- _TASK PROMPT_:
Copy out every line of the records where the string "bodice" occurs.

- _MATERIALS PROVIDED_:
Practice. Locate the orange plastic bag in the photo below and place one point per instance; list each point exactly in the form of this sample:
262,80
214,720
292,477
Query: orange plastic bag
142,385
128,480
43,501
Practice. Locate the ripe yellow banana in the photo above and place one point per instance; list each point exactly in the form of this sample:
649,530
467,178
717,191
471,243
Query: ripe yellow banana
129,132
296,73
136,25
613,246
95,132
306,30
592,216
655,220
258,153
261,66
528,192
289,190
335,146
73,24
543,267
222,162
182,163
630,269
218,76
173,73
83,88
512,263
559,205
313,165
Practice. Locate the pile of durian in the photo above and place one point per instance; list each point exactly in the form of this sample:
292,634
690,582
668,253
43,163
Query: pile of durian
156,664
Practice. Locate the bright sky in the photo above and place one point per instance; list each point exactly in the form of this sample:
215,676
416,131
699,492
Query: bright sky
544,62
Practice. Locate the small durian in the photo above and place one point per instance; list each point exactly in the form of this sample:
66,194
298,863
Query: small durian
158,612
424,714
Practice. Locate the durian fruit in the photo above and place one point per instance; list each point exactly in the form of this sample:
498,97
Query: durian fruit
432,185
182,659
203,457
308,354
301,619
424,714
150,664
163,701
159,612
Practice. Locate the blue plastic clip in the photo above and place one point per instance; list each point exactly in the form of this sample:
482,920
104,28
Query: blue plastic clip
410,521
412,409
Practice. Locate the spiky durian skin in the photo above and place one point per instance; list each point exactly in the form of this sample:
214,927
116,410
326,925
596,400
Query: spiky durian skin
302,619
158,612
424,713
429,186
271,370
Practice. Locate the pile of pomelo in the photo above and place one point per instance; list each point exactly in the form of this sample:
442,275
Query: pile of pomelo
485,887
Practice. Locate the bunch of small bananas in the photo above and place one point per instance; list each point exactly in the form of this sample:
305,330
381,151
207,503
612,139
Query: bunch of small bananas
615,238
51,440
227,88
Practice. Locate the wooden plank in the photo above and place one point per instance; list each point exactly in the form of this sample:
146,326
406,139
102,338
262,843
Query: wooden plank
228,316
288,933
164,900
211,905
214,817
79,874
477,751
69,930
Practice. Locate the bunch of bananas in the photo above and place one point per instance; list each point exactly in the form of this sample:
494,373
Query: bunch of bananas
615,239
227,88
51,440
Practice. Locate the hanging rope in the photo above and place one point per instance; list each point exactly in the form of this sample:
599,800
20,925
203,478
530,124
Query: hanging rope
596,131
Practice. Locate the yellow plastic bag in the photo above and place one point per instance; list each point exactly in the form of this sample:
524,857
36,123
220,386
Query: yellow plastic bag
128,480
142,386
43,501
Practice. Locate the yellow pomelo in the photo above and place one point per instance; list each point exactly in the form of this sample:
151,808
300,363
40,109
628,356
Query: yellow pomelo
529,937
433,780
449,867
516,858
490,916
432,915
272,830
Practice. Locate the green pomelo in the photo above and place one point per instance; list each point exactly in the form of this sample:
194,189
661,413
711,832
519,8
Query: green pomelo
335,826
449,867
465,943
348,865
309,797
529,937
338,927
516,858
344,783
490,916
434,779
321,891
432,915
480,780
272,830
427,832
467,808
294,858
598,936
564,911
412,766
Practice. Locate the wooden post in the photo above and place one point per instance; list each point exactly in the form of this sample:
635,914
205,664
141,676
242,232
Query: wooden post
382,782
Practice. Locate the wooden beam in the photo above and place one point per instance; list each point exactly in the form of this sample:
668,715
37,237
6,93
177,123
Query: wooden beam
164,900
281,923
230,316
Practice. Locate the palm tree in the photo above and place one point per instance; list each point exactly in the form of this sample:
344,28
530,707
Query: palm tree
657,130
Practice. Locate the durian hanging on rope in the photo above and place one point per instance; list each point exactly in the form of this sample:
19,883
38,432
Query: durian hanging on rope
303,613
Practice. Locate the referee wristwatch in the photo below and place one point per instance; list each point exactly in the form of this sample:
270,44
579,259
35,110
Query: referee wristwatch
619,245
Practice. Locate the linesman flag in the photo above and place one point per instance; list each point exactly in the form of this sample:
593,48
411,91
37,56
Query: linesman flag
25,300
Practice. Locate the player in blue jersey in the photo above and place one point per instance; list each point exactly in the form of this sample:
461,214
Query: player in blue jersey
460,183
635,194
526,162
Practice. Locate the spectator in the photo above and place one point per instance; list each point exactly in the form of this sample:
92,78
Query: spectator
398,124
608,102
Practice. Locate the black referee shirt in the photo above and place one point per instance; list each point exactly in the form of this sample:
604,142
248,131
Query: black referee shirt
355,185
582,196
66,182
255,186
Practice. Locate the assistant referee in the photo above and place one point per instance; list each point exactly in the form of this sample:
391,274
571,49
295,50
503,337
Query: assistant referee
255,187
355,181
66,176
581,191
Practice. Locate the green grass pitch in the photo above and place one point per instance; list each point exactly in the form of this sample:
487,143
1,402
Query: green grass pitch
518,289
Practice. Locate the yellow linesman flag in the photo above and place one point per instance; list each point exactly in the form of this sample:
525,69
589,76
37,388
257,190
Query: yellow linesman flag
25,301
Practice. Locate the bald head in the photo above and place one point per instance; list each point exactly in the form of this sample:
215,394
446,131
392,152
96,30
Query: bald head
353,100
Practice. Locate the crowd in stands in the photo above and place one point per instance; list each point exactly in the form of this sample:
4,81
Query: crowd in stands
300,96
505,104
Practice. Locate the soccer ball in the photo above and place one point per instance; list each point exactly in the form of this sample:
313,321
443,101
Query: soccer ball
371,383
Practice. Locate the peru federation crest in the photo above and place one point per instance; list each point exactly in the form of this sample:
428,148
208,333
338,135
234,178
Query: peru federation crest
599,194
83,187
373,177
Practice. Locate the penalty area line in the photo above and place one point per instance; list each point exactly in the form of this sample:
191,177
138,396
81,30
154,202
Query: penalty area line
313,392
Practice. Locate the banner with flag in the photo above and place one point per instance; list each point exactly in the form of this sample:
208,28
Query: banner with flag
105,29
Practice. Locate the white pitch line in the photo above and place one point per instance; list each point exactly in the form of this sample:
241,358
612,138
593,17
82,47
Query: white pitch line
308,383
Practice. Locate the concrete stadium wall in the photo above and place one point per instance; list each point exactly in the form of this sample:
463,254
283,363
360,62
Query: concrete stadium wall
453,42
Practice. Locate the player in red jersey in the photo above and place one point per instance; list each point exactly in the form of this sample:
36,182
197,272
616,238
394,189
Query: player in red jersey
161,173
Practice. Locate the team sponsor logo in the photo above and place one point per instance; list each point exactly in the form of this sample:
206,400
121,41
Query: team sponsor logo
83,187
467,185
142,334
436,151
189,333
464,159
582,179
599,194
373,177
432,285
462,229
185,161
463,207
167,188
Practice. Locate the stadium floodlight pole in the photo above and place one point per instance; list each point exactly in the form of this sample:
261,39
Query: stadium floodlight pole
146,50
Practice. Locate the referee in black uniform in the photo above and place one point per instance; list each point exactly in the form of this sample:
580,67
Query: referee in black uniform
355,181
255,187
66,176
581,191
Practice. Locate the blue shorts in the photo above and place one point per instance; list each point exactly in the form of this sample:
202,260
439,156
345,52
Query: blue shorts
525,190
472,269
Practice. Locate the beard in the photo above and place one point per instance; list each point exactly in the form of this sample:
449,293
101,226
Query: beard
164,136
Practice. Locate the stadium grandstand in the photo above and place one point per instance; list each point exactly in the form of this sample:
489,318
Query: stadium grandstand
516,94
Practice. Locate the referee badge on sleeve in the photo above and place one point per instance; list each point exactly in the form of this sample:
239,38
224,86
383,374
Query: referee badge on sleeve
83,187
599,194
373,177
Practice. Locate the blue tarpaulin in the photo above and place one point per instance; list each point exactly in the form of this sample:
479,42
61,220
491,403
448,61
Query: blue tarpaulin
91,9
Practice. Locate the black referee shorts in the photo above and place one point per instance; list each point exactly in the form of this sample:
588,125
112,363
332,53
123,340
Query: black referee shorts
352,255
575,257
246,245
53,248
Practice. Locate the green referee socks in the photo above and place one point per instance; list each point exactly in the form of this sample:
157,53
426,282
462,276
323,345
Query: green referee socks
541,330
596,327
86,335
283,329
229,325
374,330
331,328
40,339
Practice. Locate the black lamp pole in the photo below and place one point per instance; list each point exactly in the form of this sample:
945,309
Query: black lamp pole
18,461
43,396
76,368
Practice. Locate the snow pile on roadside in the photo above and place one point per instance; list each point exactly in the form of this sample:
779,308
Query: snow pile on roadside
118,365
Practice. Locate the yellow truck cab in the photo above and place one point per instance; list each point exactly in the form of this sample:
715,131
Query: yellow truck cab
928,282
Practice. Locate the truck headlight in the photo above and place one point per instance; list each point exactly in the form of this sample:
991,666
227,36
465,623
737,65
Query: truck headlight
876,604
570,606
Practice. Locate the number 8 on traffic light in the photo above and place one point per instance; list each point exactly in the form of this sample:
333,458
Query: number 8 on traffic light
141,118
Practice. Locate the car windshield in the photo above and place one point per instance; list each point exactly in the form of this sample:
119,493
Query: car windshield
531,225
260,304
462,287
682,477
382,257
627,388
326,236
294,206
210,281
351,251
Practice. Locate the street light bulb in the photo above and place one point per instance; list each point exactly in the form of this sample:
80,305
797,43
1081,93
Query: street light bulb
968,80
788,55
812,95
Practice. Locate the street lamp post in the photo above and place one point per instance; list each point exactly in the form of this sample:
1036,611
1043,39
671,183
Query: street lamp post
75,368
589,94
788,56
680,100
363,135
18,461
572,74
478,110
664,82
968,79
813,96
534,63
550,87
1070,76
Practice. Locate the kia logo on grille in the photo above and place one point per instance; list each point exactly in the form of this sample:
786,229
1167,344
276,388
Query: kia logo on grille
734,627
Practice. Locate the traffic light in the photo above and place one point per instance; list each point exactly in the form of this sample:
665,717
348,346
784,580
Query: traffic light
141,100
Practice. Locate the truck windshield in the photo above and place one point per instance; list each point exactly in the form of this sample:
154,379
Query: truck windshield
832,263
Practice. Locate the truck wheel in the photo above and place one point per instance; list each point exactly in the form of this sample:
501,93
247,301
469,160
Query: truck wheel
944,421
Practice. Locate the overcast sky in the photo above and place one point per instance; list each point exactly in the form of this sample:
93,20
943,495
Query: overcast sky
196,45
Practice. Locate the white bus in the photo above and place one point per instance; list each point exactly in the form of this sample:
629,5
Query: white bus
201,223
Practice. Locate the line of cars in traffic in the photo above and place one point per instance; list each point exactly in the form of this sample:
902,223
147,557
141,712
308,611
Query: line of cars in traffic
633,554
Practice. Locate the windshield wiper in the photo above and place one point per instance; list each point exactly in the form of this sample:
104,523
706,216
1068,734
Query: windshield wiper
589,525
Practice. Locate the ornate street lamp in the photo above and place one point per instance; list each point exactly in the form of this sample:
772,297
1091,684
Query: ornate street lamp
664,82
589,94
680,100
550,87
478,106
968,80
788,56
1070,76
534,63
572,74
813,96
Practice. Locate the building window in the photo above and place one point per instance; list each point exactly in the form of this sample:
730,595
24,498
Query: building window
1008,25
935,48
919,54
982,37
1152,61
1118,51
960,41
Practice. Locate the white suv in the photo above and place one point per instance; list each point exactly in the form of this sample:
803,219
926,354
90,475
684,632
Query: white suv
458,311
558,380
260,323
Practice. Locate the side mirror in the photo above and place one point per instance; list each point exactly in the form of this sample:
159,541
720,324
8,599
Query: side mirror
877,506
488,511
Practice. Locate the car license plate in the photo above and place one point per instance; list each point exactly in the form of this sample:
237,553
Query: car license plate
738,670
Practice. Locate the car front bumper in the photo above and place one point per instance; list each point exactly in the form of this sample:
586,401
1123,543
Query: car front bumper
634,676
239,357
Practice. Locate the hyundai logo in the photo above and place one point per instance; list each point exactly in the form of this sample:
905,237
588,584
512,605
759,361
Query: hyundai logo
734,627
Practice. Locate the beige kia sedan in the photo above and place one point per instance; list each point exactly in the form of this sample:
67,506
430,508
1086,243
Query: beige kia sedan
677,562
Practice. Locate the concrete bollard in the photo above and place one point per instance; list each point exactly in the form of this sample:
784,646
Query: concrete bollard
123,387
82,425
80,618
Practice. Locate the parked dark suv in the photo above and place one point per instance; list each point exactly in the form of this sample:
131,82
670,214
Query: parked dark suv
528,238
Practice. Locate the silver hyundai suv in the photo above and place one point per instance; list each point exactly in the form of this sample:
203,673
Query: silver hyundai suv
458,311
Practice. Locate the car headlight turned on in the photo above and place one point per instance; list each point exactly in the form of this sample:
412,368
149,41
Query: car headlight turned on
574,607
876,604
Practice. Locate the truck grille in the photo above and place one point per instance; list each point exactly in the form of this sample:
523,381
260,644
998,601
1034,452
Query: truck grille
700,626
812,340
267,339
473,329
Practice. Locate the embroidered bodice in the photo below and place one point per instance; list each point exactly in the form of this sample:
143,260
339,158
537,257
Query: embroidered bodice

- _RESPONSE TO THIS EXERCISE_:
Practice. Locate the embroidered bodice in the photo below and place one point per instance; list each point exactly in the form of this sample:
Query: embroidered bodice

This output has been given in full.